Given task 1 | Return the passage of the regression software standards below from "The model objects" to "coefficients (via confint())", copied word for word.

____ Document section

4.1 Accessor Methods

Regression Software should provide functions to access or extract as much of the following kinds of model data as possible or practicable. Access should ideally rely on class-specific methods which extend, or implement otherwise equivalent versions of, the methods from the stats package which are named in parentheses in each of the following standards.

The model objects should include, or otherwise enable effectively immediate access to,

  • RE4.2 Model coefficients (via coeff() / coefficients())
  • RE4.3 Confidence intervals on those coefficients (via confint())
  • RE4.4 The specification of the model, generally as a formula (via formula())
  • RE4.5 Numbers of observations submitted to model (via nobs())
  • RE4.6 The variance-covariance matrix of the model parameters (via vcov())
  • RE4.7 Where appropriate, convergence statistics

Regression Software should provide simple and direct methods to return or otherwise access the following form of data and metadata, where the latter includes information on any transformations which may have been applied to the data prior to submission to modelling routines.

  • RE4.8 Response variables, and associated “metadata” where applicable.
  • RE4.9 Modelled values of response variables.
  • RE4.10 Model Residuals, including sufficient documentation to enable interpretation of residuals, and to enable users to submit residuals to their own tests.
  • RE4.11 Goodness-of-fit and other statistics associated such as effect sizes with model coefficients.
  • RE4.12 Where appropriate, functions used to transform input data, and associated inverse transform functions.

Regression software may provide simple and direct methods to return or otherwise access the following:

  • RE4.13 Predictor variables, and associated “metadata” where applicable.

4.2 Extrapolation and Forecasting

  • RE4.14 Where Regression Software is intended to, or can, be used to extrapolate or forecast values, values should also be provided for extrapolation or forecast errors.
  • RE4.15 Sufficient documentation and/or testing should be provided to demonstrate that forecast errors, confidence intervals, or equivalent values increase with forecast horizons.

4.3 Reporting Return Results

  • RE4.16 Model objects returned by Regression Software should implement or appropriately extend a default print method which provides an on-screen summary of model (input) parameters and (output) coefficients.
  • RE4.17 Regression Software may also implement summary methods for model objects, and in particular should implement distinct summary methods for any cases in which calculation of summary statistics is computationally non-trivial (for example, for bootstrapped estimates of confidence intervals).

5. Documentation

Beyond the general standards for documentation, Regression Software should explicitly describe the following aspects, and ideally provide extended documentation including graphical output:

  • RE5.0 Scaling relationships between sizes of input data (numbers of observations, with potential extension to numbers of variables/columns) and speed of algorithm.

6. Visualization

  • RE6.0 Model objects returned by Regression Software (see RE3.0) should have default plot methods, either through explicit implementation, extension of methods for existing model objects, or through ensuring default methods work appropriately.

________
____ Data supplied

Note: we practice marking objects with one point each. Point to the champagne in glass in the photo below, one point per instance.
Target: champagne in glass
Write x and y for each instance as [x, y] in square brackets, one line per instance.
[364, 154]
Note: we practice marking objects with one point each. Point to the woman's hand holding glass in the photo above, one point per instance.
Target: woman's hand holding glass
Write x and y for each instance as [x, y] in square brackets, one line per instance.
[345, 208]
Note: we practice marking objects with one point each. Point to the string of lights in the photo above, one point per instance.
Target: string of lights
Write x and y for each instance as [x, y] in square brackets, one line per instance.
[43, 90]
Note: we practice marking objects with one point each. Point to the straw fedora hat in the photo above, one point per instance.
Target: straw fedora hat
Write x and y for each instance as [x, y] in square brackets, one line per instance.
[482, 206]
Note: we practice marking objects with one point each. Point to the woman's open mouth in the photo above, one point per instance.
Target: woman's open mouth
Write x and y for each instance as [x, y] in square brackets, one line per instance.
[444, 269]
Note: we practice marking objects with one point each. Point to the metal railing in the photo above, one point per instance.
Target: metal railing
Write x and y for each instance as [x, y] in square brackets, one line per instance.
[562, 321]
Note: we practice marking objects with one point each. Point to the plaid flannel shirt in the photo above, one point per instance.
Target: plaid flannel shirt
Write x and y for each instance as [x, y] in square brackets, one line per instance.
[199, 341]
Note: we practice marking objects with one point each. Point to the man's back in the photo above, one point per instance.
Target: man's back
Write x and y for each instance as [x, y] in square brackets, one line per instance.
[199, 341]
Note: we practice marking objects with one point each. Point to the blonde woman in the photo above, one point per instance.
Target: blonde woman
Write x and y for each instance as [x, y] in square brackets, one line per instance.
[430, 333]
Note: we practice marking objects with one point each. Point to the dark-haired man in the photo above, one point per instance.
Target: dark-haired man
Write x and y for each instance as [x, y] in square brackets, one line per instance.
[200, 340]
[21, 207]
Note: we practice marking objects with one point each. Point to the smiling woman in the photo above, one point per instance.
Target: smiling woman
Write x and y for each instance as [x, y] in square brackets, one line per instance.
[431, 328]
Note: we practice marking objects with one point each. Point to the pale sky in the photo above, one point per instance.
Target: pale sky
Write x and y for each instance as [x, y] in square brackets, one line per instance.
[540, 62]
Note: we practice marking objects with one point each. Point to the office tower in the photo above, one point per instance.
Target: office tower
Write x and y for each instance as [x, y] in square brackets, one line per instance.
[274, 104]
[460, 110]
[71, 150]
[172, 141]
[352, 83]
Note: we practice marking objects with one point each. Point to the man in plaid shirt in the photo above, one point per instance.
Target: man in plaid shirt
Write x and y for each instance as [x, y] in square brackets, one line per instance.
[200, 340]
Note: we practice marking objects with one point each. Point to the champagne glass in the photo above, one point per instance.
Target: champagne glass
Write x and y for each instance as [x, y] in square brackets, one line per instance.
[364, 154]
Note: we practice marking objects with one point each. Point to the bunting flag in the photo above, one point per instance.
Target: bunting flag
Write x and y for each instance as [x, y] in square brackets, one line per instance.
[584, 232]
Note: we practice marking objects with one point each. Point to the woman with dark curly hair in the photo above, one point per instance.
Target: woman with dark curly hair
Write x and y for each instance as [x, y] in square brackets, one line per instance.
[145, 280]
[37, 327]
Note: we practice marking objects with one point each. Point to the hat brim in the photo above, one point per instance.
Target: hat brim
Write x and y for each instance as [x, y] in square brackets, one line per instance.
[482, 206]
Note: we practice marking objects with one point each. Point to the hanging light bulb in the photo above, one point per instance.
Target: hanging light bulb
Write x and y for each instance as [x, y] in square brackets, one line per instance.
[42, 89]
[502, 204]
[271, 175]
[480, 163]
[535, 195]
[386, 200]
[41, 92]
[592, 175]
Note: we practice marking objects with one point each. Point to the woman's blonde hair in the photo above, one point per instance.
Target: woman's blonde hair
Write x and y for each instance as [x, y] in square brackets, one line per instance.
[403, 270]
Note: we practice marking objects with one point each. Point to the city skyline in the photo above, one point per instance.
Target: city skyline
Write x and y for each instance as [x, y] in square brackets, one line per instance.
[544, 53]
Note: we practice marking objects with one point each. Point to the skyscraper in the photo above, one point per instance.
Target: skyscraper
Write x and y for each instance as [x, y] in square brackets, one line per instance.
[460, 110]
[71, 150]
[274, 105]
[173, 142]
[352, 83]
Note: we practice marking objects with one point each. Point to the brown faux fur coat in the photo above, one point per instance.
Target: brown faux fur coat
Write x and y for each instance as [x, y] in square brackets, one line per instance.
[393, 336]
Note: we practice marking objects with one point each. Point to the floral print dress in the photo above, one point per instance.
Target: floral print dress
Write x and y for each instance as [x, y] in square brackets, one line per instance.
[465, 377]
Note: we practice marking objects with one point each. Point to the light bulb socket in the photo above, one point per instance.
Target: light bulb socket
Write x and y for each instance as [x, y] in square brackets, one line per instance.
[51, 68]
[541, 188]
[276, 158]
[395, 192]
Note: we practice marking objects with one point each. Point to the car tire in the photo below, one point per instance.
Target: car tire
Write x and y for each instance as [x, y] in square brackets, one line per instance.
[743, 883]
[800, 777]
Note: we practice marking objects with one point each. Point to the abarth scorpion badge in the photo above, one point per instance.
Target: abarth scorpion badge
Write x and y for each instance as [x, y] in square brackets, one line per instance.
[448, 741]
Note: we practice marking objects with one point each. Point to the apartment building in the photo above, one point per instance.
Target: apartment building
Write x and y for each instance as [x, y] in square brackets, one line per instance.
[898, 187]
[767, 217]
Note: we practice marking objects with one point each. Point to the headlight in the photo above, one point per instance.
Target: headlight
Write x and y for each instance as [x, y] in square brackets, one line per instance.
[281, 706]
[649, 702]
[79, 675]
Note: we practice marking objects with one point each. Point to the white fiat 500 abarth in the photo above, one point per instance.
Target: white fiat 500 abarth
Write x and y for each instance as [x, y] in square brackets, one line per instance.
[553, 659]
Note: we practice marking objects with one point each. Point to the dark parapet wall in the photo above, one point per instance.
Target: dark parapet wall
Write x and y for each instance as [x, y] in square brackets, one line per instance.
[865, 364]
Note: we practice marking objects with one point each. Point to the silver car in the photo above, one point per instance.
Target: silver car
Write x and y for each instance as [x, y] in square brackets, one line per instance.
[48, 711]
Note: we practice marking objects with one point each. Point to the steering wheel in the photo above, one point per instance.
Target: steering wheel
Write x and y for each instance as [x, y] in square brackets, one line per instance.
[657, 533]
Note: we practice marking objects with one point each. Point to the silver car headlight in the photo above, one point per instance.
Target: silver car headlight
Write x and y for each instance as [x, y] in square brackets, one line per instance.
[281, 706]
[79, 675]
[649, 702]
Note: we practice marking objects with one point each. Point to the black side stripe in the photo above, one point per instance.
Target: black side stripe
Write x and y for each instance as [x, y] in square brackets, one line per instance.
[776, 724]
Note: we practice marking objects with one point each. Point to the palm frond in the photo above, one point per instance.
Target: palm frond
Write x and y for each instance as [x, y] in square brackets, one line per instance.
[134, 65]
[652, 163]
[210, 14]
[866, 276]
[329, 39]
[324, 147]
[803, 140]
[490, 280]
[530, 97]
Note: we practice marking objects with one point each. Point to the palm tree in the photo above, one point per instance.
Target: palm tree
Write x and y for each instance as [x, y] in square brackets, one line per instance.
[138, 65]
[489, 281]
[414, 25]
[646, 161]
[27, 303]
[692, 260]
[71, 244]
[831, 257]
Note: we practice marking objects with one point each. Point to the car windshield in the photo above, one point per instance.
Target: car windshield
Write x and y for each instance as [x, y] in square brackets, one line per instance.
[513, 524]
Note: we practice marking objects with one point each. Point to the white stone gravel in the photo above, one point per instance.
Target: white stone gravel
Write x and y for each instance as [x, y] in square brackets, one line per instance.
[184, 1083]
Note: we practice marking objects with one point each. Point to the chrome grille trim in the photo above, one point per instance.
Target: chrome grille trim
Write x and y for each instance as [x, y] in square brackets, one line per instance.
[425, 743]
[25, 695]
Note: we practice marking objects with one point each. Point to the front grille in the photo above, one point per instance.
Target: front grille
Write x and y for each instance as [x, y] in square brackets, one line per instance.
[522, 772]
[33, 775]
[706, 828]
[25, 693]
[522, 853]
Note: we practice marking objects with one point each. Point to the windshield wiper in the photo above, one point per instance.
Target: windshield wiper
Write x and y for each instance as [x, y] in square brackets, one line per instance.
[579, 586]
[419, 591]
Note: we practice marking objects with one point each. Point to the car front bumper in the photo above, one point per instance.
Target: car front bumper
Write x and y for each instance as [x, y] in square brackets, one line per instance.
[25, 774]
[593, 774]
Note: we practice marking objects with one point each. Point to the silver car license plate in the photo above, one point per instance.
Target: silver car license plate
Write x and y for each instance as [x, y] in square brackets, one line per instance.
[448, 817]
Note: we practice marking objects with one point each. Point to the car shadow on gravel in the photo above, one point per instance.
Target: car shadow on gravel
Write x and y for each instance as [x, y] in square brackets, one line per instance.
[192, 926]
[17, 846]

________

Given task 2 | Locate each line of the listing above that contains the word "open" and copy those lines unchanged.

Right answer 1 |
The model objects should include, or otherwise enable effectively immediate access to,

  • RE4.2 Model coefficients (via coeff() / coefficients())
  • RE4.3 Confidence intervals on those coefficients (via confint())

Right answer 2 |
Note: we practice marking objects with one point each. Point to the woman's open mouth in the photo above, one point per instance.
Target: woman's open mouth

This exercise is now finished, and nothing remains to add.